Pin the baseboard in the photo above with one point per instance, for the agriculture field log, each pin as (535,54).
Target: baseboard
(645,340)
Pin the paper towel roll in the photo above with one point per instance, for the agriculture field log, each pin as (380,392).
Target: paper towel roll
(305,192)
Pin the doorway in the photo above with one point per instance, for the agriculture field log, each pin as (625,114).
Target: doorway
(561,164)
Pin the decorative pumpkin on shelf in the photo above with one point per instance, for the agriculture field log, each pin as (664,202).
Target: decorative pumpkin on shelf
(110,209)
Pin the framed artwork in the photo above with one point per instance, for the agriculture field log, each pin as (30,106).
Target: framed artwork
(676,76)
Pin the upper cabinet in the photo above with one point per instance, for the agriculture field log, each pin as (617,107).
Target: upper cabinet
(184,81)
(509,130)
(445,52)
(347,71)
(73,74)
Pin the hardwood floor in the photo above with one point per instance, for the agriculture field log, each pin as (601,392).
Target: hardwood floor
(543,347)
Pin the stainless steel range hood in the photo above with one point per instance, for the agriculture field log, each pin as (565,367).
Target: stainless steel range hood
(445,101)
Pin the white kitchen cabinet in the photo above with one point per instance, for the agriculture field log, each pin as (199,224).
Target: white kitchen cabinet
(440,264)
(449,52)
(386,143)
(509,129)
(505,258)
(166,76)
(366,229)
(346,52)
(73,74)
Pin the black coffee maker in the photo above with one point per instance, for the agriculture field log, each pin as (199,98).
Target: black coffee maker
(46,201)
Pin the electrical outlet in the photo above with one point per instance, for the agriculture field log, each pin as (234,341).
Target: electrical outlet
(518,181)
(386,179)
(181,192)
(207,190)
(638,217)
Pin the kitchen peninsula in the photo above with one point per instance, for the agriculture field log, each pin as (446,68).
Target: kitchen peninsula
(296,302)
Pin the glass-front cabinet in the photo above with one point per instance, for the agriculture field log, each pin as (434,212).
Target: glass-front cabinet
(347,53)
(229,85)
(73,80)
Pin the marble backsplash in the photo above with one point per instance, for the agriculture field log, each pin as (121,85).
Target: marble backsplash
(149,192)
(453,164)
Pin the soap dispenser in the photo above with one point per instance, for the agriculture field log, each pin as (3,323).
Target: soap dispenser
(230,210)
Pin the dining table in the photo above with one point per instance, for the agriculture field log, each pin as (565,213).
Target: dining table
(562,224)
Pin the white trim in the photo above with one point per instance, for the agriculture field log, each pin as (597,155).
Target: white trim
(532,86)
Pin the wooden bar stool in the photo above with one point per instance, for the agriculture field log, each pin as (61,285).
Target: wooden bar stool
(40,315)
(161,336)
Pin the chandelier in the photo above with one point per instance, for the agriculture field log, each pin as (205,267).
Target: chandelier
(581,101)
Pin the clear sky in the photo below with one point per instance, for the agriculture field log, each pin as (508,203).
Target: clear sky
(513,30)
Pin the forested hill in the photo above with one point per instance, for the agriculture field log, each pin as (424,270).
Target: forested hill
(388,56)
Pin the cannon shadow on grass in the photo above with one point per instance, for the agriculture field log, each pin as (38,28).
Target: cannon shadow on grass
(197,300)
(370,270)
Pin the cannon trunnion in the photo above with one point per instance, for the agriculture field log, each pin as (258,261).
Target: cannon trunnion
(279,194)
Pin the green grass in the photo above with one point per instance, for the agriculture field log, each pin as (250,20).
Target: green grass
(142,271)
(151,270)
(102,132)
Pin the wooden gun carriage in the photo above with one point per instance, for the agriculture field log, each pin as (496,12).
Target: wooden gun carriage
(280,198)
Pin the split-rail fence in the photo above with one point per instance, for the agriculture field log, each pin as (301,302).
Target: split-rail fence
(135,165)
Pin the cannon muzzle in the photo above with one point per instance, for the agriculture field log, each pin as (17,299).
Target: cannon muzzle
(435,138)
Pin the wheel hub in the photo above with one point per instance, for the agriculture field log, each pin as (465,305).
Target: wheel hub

.....

■ WHAT TO WORK ON ■
Write the complete data out, exactly as above.

■ EXERCISE RESPONSE ■
Pin the baseboard in the photo above with one point per instance, for the agriculture field log, each pin as (535,54).
Target: baseboard
(645,340)
Pin the paper towel roll in the photo above with one point per instance, for the agriculture field log, each pin as (380,392).
Target: paper towel roll
(305,192)
Pin the doorway in the photo above with one point per instance, for the agriculture field log, each pin as (625,114).
Target: doorway
(561,164)
Pin the decorative pumpkin on shelf in the photo above with one point per instance, for the agriculture field log, each pin as (664,202).
Target: decorative pumpkin on shelf
(110,209)
Pin the framed artwork in the photo above with one point per instance, for the agriculture field log, each pin as (30,106).
Target: framed artwork
(676,76)
Pin the upper cabinet in the photo above with one point per instance, for the agriculture field log, each pin as (617,107).
Target: upper cabinet
(184,81)
(509,130)
(445,52)
(347,71)
(73,74)
Pin the hardwood floor in the photo above with one point per instance, for the agriculture field log, each pin as (601,392).
Target: hardwood floor
(543,347)
Pin the stainless steel range hood in the photo above with one point per instance, for the agriculture field log, each pin as (565,367).
Target: stainless steel range hood
(445,101)
Pin the white kitchen cabinet in the photo above with one point per instance, for the agriculture field log, each pin as (199,224).
Target: white kitchen cabinet
(440,264)
(449,52)
(386,143)
(509,129)
(505,258)
(166,76)
(366,229)
(346,52)
(73,74)
Pin the black coffee maker in the photo above with one point per instance, for the agriculture field log, each pin as (199,98).
Target: black coffee maker
(46,201)
Pin the electrical outlet in the photo above with one point per instance, for the agriculture field log, each pin as (234,341).
Target: electrical outlet
(518,181)
(386,179)
(181,192)
(207,190)
(638,217)
Pin the kitchen peninsula in the photo above with one point per instance, for the agriculture field log, each pin as (446,68).
Target: kitchen peninsula
(296,302)
Pin the glass-front cabinet in the photo above with one point per instance, for the agriculture field log, each pin as (434,212).
Target: glass-front cabinet
(347,53)
(229,85)
(73,80)
Pin the marble backsplash in the photo above with one point per instance, for the agriculture field log, each pin as (121,85).
Target: marble backsplash
(149,192)
(453,164)
Pin the soap dispenser in the photo above with one point per instance, for the agriculture field log, each pin as (3,323).
Target: soap dispenser
(230,210)
Pin the dining table in the photo above with one point per instance, for the agriculture field log, each pin as (565,213).
Target: dining table
(562,224)
Pin the white trim in the photo above with one point per instance, for the agriculture field log, each pin as (597,155).
Target: white trim
(532,86)
Pin the wooden bar stool in the photo above with one point per instance, for the agriculture field log, each pin as (61,285).
Target: wooden bar stool
(40,315)
(161,336)
Pin the chandelier in the photo above with one point per instance, for the agriculture field log, each pin as (205,267).
Target: chandelier
(581,101)
Pin the clear sky in the photo below with one point per instance, for the agriculture field log, each pin as (508,203).
Target: clear sky
(513,30)
Pin the forested hill in the photo above with one point per instance, for the agriculture field log, each pin as (424,270).
Target: forested hill
(388,56)
Pin the cannon shadow on grass in the photo above with one point per instance, for the agriculture field log, each pin as (38,28).
Target: cannon shadow on grass
(197,300)
(370,270)
Pin the cannon trunnion in the photo above with one point per instance, for the agriculture field log, each pin as (258,261).
Target: cannon trunnion
(279,194)
Pin the green grass in the photo above with one point per instance, for the agriculture field log, each pin as (250,20).
Target: green grass
(142,271)
(151,270)
(102,132)
Pin the wooden gun carriage in the photo above with one point per instance, for the agriculture field log, each pin as (496,12).
Target: wooden gun carriage
(280,198)
Pin the split-rail fence in the photo above with one point per instance, for the agriculture field log, each pin as (301,302).
Target: split-rail fence
(135,165)
Pin the cannon muzzle in the photo above with one point per instance, for the agriculture field log, each pin as (17,299).
Target: cannon muzzle
(435,138)
Pin the wheel hub in the photo above with one point per instance, for the agriculture field log, each pin as (465,305).
Target: wheel hub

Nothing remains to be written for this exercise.